--- start Input ---

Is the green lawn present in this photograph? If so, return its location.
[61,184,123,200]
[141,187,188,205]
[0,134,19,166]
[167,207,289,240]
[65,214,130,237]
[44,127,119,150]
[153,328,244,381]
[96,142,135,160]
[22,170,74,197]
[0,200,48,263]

--- end Input ---

Given task>
Rewrite the material above, swapping "location" for "coordinates" and keeping everything else the same.

Exercise result>
Is the green lawn present in this photograph? If so, return its coordinates.
[61,184,123,200]
[141,187,188,205]
[0,134,19,166]
[167,207,289,240]
[65,214,130,237]
[44,127,119,150]
[153,328,244,381]
[96,142,135,160]
[22,170,74,197]
[0,200,48,263]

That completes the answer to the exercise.